··· Excerpt to read ···
That means virtual addresses match physical addresses exactly. No translation needed.
Now the guest can touch the first gigabyte of RAM without spiraling into a triple fault.

const PML4_OFFSET: usize = 0x1000;
const PAGE_TABLE_SIZE: usize = 0x1000;
impl CursedVm {
fn map_pages(&mut self) -> anyhow::Result<()> {
unsafe {
// Zero out the entire area of memory.
ptr::write_bytes(self.guest_mem.as_ptr().add(PML4_OFFSET), 0, 3 * PAGE_TABLE_SIZE);
// PML4 entry - points to PDPT
let pml4 = self.guest_mem.as_ptr().add(PML4_OFFSET) as *mut u64;
// Present + Writable
*pml4 = (GUEST_PHYS_ADDR + PML4_OFFSET as u64 + PAGE_TABLE_SIZE as u64) | 0x3;
// PDPT entry - points to PD
let pdpt = self.guest_mem.as_ptr().add(PML4_OFFSET + PAGE_TABLE_SIZE) as *mut u64;
// Present + Writable
*pdpt = (GUEST_PHYS_ADDR + PML4_OFFSET as u64 + 2 * PAGE_TABLE_SIZE as u64) | 0x3;
let pd = self.guest_mem.as_ptr().add(PML4_OFFSET + 2 * PAGE_TABLE_SIZE) as *mut u64;
// Mark every entry in the page table as: Present + Writable + Large Page
(0..512).for_each(|i| *pd.add(i) = (i << 21) as u64 | 0x83);
}
// Set CR3 to point to PML4
let mut sregs = self.vcpu.get_sregs()?;
sregs.cr3 = GUEST_PHYS_ADDR + PML4_OFFSET as u64;
self.vcpu.set_sregs(&sregs)?;
Ok(())
}
}
Initializing The General Purpose Registers
Once we have finished gaslighting the hardware into thinking it’s modern:
We initialize %rip , %rsp and %rbp and provide an interface for copying code into the guest’s address space.

const GUEST_PHYS_ADDR: u64 = 0x1000;
const GUEST_SIZE: usize = 256 << 20; // Needs to be enough to fit everything.
···
Exercise aim ▸
Reproduce verbatim the passage in the excerpt on mapping guest memory pages, from "const PML4_OFFSET: usize" up to and including "area of memory.".
··· Data shown ···
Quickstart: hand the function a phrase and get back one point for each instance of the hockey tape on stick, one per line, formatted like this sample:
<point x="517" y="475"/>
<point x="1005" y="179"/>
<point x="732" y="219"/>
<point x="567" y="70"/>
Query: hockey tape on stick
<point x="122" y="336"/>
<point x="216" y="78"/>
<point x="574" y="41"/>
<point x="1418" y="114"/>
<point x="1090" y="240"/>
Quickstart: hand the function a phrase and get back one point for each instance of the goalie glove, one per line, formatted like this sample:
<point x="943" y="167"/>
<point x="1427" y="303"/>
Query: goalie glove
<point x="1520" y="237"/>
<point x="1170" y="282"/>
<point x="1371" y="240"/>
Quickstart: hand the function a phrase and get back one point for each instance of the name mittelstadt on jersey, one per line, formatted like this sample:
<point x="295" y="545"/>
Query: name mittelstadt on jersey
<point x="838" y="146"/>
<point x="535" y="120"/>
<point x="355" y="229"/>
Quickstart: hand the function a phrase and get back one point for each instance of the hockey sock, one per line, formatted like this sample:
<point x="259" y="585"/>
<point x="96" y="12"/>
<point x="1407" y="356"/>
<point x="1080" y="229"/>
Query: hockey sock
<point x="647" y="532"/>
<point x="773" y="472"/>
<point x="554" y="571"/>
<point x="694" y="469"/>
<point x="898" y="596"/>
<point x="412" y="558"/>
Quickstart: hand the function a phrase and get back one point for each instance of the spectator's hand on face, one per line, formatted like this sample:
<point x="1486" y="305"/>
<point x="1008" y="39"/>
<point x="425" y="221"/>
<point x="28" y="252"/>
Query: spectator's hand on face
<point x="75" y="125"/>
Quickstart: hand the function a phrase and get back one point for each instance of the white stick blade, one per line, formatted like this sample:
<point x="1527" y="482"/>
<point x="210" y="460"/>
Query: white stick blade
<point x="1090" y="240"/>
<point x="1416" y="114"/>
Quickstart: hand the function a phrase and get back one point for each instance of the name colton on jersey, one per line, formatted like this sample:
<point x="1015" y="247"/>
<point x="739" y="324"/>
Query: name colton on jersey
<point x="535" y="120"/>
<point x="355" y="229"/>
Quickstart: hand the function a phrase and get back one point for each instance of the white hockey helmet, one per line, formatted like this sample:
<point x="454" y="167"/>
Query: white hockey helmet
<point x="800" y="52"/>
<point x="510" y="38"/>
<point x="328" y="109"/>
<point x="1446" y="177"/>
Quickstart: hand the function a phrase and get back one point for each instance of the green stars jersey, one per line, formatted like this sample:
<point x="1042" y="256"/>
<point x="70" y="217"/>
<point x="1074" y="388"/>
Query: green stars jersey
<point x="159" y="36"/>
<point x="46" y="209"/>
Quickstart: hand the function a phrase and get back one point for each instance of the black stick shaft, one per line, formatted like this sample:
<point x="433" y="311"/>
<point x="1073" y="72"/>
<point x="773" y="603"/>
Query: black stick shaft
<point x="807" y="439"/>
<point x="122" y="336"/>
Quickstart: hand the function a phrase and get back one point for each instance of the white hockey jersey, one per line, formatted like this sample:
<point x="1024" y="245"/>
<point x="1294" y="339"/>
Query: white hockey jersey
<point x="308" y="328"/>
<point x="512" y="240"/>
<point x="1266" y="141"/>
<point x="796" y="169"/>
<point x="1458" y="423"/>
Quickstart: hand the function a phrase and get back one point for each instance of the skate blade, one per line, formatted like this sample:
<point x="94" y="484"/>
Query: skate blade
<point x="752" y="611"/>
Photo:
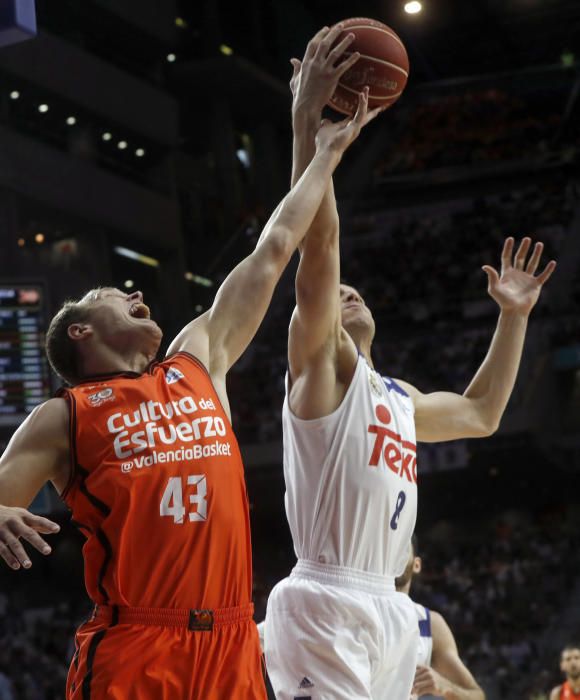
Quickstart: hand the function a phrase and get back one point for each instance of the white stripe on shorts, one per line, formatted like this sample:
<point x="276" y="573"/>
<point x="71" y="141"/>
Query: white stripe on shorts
<point x="342" y="576"/>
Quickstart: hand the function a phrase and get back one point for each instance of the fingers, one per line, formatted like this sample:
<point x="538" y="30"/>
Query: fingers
<point x="35" y="540"/>
<point x="534" y="261"/>
<point x="347" y="64"/>
<point x="8" y="557"/>
<point x="492" y="274"/>
<point x="547" y="273"/>
<point x="363" y="103"/>
<point x="15" y="548"/>
<point x="506" y="255"/>
<point x="522" y="254"/>
<point x="40" y="524"/>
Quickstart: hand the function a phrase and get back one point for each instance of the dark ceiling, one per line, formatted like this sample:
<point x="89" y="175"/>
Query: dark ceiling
<point x="449" y="38"/>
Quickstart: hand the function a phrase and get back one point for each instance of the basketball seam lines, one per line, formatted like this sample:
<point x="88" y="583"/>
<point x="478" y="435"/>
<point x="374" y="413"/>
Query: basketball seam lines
<point x="377" y="29"/>
<point x="371" y="96"/>
<point x="379" y="60"/>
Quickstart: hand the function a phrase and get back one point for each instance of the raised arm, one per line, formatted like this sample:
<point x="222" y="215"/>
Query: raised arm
<point x="441" y="416"/>
<point x="221" y="335"/>
<point x="37" y="453"/>
<point x="317" y="345"/>
<point x="448" y="677"/>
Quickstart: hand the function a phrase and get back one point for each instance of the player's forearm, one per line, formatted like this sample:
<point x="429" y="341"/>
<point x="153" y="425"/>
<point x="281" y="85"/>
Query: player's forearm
<point x="305" y="124"/>
<point x="455" y="692"/>
<point x="295" y="214"/>
<point x="493" y="383"/>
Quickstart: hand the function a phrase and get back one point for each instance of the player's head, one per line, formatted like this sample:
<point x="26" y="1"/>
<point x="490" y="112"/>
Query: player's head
<point x="414" y="564"/>
<point x="357" y="319"/>
<point x="570" y="661"/>
<point x="105" y="320"/>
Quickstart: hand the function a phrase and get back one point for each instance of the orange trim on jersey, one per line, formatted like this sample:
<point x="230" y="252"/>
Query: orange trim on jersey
<point x="200" y="364"/>
<point x="70" y="399"/>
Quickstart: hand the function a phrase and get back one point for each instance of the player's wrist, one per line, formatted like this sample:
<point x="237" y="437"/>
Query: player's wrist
<point x="305" y="115"/>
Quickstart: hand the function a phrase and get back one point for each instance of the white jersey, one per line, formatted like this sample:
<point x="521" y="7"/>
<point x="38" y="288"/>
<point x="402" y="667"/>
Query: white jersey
<point x="425" y="636"/>
<point x="351" y="477"/>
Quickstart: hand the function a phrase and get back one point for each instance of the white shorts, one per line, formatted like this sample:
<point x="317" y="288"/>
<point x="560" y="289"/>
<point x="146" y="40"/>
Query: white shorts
<point x="334" y="633"/>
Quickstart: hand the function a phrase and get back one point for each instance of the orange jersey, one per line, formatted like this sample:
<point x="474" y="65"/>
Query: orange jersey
<point x="566" y="692"/>
<point x="158" y="490"/>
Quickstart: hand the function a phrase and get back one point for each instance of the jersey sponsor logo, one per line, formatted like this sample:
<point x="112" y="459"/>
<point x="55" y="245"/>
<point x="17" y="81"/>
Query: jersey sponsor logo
<point x="154" y="424"/>
<point x="182" y="454"/>
<point x="392" y="385"/>
<point x="400" y="456"/>
<point x="173" y="375"/>
<point x="101" y="397"/>
<point x="375" y="384"/>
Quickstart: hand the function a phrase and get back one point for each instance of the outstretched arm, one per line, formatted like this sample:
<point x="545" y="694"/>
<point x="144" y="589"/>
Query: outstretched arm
<point x="38" y="452"/>
<point x="448" y="677"/>
<point x="221" y="335"/>
<point x="315" y="338"/>
<point x="444" y="416"/>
···
Written answer ▸
const PML4_OFFSET: usize = 0x1000;
const PAGE_TABLE_SIZE: usize = 0x1000;
impl CursedVm {
fn map_pages(&mut self) -> anyhow::Result<()> {
unsafe {
// Zero out the entire area of memory.